WHAT YOU NEED TO DO: Could you copy each of the following entries word for word, leaving nothing out and changing nothing?

RECORDS SHOWN:
>>>
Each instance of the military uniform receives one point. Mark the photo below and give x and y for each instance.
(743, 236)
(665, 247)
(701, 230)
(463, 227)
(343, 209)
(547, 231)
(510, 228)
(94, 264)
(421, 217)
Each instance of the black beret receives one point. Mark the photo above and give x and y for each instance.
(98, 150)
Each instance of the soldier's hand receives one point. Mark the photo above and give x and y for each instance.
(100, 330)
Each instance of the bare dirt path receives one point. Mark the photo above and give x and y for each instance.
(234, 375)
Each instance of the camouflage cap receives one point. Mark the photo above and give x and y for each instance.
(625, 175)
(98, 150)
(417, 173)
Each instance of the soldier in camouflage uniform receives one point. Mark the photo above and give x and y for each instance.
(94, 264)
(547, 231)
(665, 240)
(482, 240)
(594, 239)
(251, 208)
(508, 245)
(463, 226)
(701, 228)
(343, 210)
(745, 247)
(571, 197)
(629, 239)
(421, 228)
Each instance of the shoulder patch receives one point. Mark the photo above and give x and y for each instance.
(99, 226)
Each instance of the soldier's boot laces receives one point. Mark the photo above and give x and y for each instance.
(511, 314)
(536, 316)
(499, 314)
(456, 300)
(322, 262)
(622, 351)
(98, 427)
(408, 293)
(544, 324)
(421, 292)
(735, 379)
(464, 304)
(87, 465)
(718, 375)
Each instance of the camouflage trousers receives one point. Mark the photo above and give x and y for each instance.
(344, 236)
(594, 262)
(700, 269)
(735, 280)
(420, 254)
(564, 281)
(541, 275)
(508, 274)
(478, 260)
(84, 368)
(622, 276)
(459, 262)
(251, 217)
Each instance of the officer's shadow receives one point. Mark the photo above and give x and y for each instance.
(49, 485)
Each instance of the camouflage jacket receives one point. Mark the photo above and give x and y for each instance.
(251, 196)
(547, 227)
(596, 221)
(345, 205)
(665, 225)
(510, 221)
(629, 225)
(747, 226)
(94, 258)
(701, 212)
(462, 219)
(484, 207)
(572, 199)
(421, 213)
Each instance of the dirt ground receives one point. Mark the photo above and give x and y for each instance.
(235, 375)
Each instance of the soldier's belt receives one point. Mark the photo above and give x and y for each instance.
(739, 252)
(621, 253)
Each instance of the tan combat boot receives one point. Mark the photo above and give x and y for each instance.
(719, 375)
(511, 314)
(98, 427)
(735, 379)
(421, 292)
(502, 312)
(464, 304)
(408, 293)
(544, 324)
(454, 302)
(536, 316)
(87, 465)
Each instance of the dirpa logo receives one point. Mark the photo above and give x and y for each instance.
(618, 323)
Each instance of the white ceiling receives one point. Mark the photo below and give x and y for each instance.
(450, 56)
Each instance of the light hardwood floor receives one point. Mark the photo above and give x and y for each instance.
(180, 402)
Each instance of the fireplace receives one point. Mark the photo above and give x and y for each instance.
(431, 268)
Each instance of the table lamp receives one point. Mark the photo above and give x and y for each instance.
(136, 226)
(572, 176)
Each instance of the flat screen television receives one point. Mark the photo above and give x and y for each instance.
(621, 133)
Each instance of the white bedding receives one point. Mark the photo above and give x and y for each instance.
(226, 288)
<<<
SOLUTION BELOW:
Each instance of the military uniform receives one point. Mark the photo below and give x and y for each instance.
(743, 236)
(665, 247)
(701, 230)
(463, 227)
(343, 209)
(547, 231)
(510, 228)
(94, 264)
(421, 217)
Each instance of the black beret receives one point. Mark the photo above and give x and y for each instance.
(98, 150)
Each instance of the soldier's hand receives one point. Mark the photo above and give x and y for each instance.
(100, 330)
Each instance of the bare dirt path receives one point. Mark the photo above and give x and y for each instance.
(234, 375)
Each instance of the camouflage cap receives one point. Mark the photo above and give x and y for each instance.
(625, 175)
(98, 150)
(417, 173)
Each instance of the soldier in camouflage uniform receives one point. Mark the photo above and give x and y for each instance.
(94, 264)
(547, 231)
(665, 240)
(482, 240)
(594, 239)
(251, 208)
(508, 245)
(463, 226)
(701, 228)
(343, 210)
(745, 247)
(571, 197)
(629, 239)
(421, 228)
Each instance of the shoulder patch receives one point. Mark the photo above and give x and y for each instance.
(99, 226)
Each instance of the soldier's boot laces receives one point. Mark the photo above and give x and y for each instance.
(511, 314)
(536, 316)
(499, 314)
(456, 300)
(322, 262)
(622, 351)
(98, 427)
(408, 293)
(544, 324)
(421, 292)
(735, 379)
(464, 304)
(87, 465)
(718, 375)
Each instance of the camouflage trousers receives one point. Mark the photo above and give x and y for each instance.
(344, 236)
(594, 262)
(700, 269)
(735, 280)
(420, 254)
(564, 281)
(541, 275)
(508, 274)
(478, 260)
(84, 368)
(622, 276)
(459, 262)
(251, 217)
Each instance of the officer's shadow receives one point. Mark the photo above and give x and y for each instance.
(49, 485)
Each instance of the camouflage jacket receives one point. Mark the photo above and give x and y for each instance.
(251, 196)
(547, 227)
(596, 221)
(345, 205)
(665, 225)
(510, 221)
(629, 225)
(747, 226)
(94, 258)
(701, 212)
(462, 219)
(484, 207)
(572, 199)
(421, 213)
Each instance of the dirt ground receives one point. Mark the photo above and give x and y for each instance.
(235, 375)
Each instance of the soldier's belt receives one point. Mark the photo above and give x and y for each instance.
(739, 252)
(621, 253)
Each instance of the tan combat boot receives one point. Mark the photo above and give x and y for each instance.
(719, 375)
(511, 314)
(98, 427)
(735, 379)
(421, 292)
(502, 312)
(464, 304)
(408, 293)
(544, 324)
(454, 302)
(536, 316)
(87, 465)
Each instance of the dirpa logo receives one point. Mark the photo above and give x and y for each instance.
(618, 323)
Each instance of the white ceiling receives one point. Mark the photo below and give x and y for each instance.
(450, 56)
Each instance of the light hardwood floor receives one point. Mark the photo above and give x and y for each instance.
(180, 402)
Each instance of the fireplace receives one point. Mark the photo above and give x and y for each instance.
(431, 268)
Each instance of the table lamp receives one point. Mark the photo above and give x and y for each instance.
(136, 226)
(572, 176)
Each instance of the flat screen television receives one point. Mark the photo above and give x and y for each instance.
(621, 133)
Each instance of the white bedding receives one point. Mark the photo above and give x and y for each instance.
(226, 288)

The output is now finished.